Source passage
┌──

237 and 1005 Fishing Piers and Platforms

Accessible Route. Sections 206.2.14 and 1005.1 of the 2010 Standards require an accessible route to each accessible fishing pier and platform. The exceptions described under Recreational Boating above also apply to gangways and floating piers. All commenters supported the requirements for accessible routes to fishing piers and platforms.

Accessible Fishing Piers and Platforms. Sections 237 and 1005 of the 2010 Standards require at least twenty-five percent (25%) of railings, guards, or handrails (if provided) to be at a 34-inch maximum height (so that a person seated in a wheelchair can cast a fishing line over the railing) and to be located in a variety of locations on the fishing pier or platform to give people a variety of locations to fish. An exception allows a guard required to comply with the IBC to have a height greater than 34 inches. If railings, guards, or handrails are provided, accessible edge protection and clear floor or ground space at accessible railings are required. Additionally, at least one turning space complying with section 304.3 of the 2010 Standards is required to be provided on fishing piers and platforms.

Commenters expressed concerns about the provision for fishing piers and platforms at the exception in section 1005.2.1 of the 2010 Standards that allows a maximum height of 42 inches for a guard when the pier or platform is covered by the IBC. Two commenters stated that allowing a 42-inch guard or railing height for facilities covered by another building code would be difficult to enforce. They also thought that this would hinder access for persons with disabilities because the railing height would be too high for a person seated in a wheelchair to reach over with their fishing pole in order to fish. The Department understands these concerns but believes that the railing height exception is necessary in order to avoid confusion resulting from conflicting accessibility requirements, and therefore has retained this exception.

238 and 1006 Golf Facilities

Accessible Route. Sections 206.2.15, 1006.2, and 1006.3 of the 2010 Standards require an accessible route to connect all accessible elements within the boundary of the golf course and, in addition, to connect golf car rental areas, bag drop areas, teeing grounds, putting greens, and weather shelters. An accessible route also is required to connect any practice putting greens, practice teeing grounds, and teeing stations at driving ranges that are required to be accessible. An exception permits the accessible route requirements to be met, within the boundaries of the golf course, by providing a "golf car passage" (the path typically used by golf cars) if specifications for width and curb cuts are met.

└──

Given exercise 1
In the passage on fishing piers and golf facilities, what maximum guard height does the exception in section 1005.2.1 allow when a pier or platform is covered by the IBC?

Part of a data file
┌──

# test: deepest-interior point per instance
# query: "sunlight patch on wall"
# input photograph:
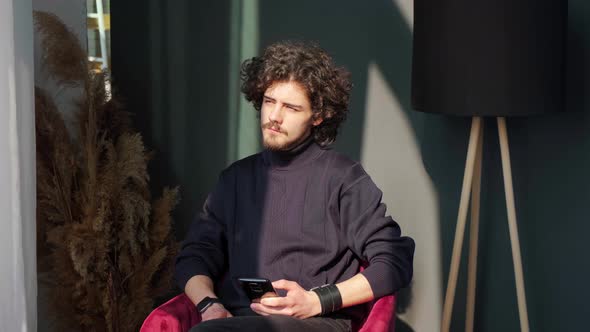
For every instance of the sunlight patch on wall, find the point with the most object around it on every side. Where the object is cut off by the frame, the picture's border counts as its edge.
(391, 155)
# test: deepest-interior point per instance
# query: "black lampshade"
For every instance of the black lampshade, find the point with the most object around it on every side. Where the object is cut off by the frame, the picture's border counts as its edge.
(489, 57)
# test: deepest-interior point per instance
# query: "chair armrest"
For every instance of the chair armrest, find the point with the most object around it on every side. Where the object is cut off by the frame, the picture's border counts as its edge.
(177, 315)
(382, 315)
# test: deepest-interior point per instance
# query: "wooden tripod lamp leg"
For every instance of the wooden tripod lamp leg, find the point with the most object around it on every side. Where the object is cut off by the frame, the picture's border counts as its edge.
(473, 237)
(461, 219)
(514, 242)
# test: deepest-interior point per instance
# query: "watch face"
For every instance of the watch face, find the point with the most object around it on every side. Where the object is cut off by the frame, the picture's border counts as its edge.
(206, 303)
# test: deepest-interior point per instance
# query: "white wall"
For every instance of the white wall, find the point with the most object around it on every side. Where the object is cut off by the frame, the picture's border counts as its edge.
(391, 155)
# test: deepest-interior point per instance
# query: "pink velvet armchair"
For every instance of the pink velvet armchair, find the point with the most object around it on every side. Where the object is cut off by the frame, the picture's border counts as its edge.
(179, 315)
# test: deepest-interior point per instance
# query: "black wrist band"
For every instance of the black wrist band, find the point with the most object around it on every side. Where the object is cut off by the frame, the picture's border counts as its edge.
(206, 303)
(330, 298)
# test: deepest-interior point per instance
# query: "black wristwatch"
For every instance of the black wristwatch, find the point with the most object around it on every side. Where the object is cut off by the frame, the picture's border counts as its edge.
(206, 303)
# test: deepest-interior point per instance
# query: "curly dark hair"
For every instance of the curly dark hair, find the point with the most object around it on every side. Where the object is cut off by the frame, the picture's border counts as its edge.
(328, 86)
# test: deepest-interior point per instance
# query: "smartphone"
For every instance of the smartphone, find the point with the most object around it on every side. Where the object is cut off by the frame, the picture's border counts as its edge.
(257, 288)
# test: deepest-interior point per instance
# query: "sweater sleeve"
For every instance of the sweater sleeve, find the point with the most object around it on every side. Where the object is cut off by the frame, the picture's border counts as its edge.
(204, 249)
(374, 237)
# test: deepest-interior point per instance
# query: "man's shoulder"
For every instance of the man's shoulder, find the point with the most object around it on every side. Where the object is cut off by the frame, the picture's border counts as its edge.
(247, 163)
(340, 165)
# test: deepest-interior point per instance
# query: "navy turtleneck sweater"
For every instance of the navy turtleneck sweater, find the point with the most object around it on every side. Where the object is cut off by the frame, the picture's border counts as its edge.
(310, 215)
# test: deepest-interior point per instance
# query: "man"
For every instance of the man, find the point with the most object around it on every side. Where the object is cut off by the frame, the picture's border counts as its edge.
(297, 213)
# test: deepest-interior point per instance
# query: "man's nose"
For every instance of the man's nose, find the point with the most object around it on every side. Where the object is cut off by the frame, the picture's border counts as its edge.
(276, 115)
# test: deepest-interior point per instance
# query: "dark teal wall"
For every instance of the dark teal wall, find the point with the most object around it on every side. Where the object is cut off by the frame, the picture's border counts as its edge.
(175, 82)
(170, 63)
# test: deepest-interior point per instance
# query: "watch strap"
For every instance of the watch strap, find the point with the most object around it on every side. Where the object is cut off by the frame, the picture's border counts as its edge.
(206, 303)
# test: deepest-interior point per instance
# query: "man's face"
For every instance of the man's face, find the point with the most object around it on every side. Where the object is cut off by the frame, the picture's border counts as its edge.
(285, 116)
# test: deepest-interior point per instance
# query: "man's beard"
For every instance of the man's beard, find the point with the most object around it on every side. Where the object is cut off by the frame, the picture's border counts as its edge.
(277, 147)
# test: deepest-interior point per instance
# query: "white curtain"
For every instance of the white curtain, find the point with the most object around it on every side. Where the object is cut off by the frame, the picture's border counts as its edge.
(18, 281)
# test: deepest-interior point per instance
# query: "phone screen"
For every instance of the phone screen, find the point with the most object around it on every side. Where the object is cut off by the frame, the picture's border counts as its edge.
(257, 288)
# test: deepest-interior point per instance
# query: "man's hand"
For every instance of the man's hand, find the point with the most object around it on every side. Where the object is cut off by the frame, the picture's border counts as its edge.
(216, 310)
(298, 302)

└──
┌──

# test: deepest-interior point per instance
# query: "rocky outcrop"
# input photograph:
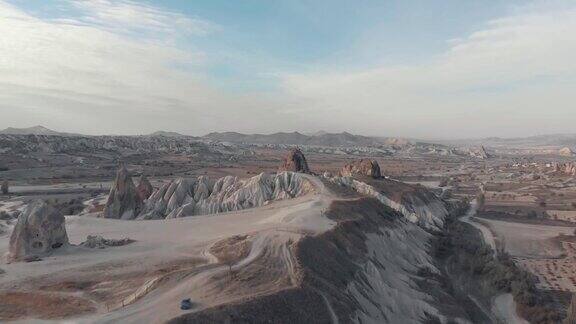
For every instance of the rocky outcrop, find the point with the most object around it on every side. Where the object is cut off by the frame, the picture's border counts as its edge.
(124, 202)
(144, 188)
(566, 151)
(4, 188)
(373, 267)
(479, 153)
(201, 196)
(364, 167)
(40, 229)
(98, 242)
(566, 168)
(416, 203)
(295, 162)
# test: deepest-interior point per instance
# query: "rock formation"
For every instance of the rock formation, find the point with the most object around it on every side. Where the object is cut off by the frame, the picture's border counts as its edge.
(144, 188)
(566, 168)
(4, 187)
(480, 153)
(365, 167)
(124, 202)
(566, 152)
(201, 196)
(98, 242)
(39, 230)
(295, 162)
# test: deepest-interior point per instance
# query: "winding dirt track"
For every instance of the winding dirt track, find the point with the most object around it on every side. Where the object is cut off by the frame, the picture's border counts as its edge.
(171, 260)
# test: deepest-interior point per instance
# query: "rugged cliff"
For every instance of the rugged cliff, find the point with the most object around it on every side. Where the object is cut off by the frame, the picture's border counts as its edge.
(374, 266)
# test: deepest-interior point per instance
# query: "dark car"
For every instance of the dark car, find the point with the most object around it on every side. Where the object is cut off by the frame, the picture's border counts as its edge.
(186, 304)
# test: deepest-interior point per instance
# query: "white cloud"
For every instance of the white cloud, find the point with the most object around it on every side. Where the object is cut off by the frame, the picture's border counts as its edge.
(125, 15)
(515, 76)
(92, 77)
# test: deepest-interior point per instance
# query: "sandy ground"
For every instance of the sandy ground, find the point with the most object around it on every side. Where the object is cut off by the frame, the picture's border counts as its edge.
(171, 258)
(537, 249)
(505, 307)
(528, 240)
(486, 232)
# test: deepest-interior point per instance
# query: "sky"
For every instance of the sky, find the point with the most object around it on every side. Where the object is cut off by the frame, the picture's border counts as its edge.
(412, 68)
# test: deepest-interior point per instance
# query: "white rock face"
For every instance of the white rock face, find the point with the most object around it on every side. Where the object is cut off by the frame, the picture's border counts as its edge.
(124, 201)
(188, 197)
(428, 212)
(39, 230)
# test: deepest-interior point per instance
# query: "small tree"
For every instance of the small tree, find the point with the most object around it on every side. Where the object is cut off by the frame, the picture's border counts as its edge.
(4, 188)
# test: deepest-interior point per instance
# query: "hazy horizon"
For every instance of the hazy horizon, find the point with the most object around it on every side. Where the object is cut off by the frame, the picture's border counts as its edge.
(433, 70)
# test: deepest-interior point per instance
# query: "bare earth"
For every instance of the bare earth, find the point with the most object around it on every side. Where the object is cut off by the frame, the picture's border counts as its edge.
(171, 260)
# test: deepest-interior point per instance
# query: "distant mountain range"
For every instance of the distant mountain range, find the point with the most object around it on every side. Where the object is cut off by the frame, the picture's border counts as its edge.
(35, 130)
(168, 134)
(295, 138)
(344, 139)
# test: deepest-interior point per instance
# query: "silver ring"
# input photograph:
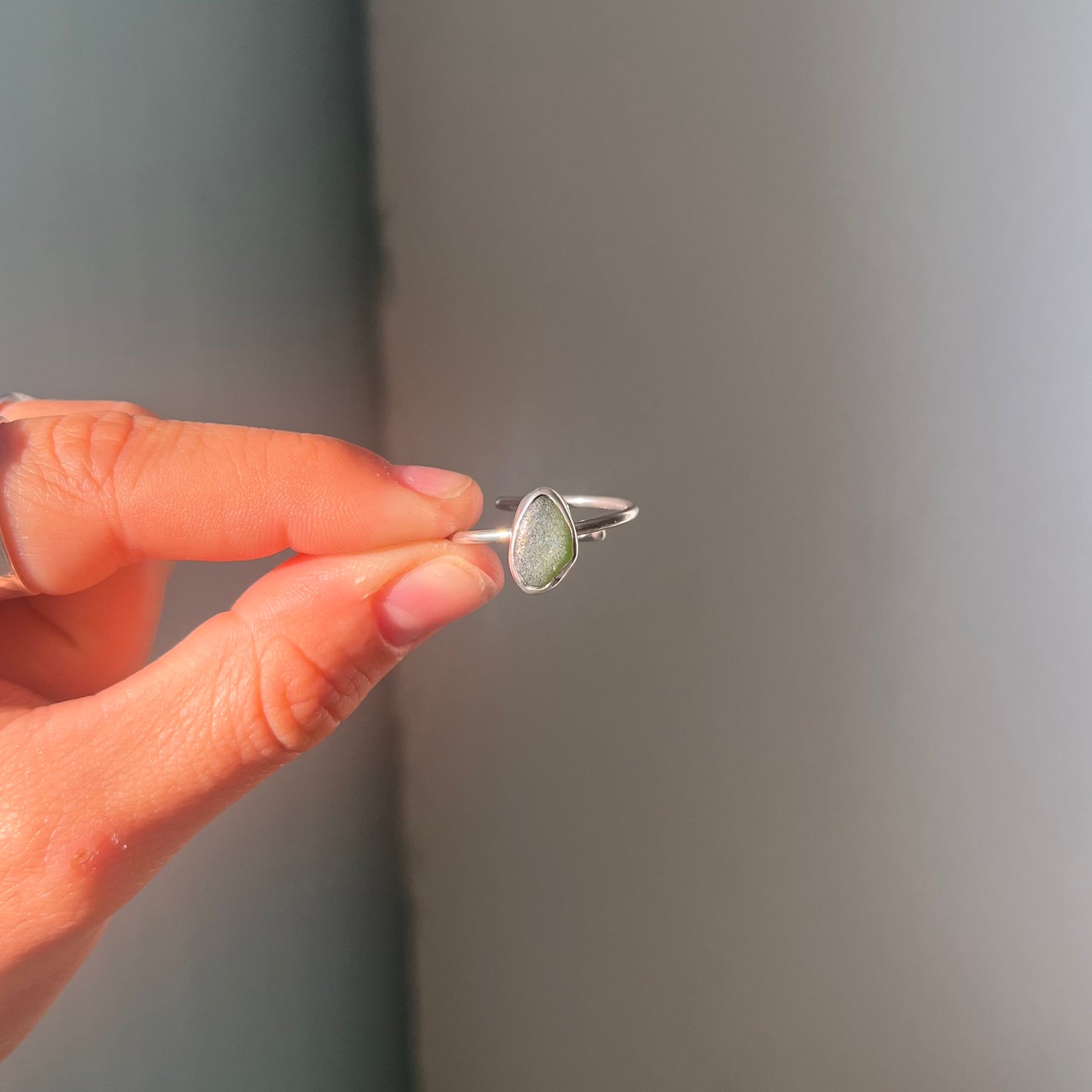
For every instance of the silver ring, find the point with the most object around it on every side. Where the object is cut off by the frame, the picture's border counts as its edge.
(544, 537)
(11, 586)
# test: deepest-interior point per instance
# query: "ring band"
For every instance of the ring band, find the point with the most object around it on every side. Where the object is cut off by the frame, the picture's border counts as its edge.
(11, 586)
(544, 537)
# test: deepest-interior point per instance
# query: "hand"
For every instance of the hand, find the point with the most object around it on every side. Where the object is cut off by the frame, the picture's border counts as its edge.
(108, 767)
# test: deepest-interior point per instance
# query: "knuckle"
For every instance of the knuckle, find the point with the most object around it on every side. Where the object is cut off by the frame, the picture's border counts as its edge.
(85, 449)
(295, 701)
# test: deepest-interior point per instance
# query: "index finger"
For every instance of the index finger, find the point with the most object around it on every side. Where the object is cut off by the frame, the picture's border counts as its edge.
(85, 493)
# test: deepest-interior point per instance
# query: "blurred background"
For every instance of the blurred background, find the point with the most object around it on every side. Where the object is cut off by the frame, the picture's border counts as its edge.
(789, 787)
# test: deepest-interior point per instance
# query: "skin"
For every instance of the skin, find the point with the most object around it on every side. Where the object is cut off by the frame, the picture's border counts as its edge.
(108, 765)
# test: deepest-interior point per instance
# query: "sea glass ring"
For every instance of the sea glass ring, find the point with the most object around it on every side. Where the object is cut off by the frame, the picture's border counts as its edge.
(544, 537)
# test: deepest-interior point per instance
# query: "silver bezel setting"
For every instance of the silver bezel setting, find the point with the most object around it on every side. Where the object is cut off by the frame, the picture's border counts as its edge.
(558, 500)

└──
┌──

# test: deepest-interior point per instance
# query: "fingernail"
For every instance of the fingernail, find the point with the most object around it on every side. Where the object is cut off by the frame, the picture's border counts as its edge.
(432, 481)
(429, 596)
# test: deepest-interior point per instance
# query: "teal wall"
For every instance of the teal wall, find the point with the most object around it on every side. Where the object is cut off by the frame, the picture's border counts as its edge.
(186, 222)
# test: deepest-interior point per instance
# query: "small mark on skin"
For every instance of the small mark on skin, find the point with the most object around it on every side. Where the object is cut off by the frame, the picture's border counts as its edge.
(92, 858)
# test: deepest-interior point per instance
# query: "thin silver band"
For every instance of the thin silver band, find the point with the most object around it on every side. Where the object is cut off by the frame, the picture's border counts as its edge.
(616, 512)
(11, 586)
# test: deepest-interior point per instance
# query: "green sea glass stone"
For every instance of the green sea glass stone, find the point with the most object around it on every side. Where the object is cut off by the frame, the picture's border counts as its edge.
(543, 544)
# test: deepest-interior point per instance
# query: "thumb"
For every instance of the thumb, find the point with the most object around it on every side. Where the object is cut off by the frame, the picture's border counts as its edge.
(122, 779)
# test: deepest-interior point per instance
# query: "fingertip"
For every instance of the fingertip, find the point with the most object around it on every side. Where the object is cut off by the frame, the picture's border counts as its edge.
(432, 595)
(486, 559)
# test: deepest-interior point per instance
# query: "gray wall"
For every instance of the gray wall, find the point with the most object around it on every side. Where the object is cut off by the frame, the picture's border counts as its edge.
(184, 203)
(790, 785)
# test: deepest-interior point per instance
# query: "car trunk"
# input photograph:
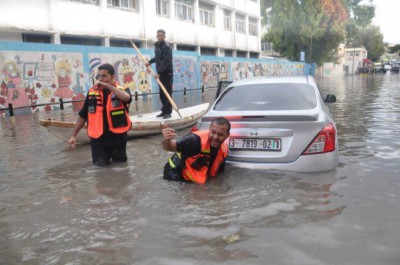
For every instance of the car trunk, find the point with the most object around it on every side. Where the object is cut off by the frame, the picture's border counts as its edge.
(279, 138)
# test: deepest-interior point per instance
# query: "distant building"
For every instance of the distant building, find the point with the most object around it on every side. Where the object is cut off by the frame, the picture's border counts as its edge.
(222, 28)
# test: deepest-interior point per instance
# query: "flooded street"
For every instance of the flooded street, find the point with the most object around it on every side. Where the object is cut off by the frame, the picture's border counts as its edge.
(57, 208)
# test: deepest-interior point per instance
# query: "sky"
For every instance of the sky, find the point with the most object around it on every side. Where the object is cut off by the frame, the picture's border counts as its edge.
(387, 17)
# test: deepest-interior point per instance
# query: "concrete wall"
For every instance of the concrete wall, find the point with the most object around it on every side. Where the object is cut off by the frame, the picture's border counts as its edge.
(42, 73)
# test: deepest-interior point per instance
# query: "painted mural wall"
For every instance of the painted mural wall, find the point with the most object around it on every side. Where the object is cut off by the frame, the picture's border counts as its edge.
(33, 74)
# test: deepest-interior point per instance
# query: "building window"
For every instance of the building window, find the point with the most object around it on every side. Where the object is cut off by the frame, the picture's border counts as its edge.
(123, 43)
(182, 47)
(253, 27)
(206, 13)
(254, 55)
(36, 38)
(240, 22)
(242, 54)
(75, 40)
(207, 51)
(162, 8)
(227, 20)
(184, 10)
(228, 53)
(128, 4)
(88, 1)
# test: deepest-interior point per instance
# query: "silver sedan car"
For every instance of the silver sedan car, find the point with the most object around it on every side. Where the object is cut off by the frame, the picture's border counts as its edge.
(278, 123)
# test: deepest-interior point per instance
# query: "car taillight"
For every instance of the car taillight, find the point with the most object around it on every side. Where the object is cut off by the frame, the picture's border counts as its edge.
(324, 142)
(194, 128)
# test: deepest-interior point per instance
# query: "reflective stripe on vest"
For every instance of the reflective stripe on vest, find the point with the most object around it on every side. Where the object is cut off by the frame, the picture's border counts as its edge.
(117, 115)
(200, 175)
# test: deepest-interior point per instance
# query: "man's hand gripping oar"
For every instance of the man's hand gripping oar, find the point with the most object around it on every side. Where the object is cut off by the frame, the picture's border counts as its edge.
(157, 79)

└──

Given exercise 2
List every line of the entries above that contains the string "outcrop". Case counts.

Response 1
42 inches.

Response 2
# query: "rocky outcrop"
For every instance of the rocky outcrop, find the point with the most object around it on every side. Where the object is cut off by the frame, the picture's border counts as its edge.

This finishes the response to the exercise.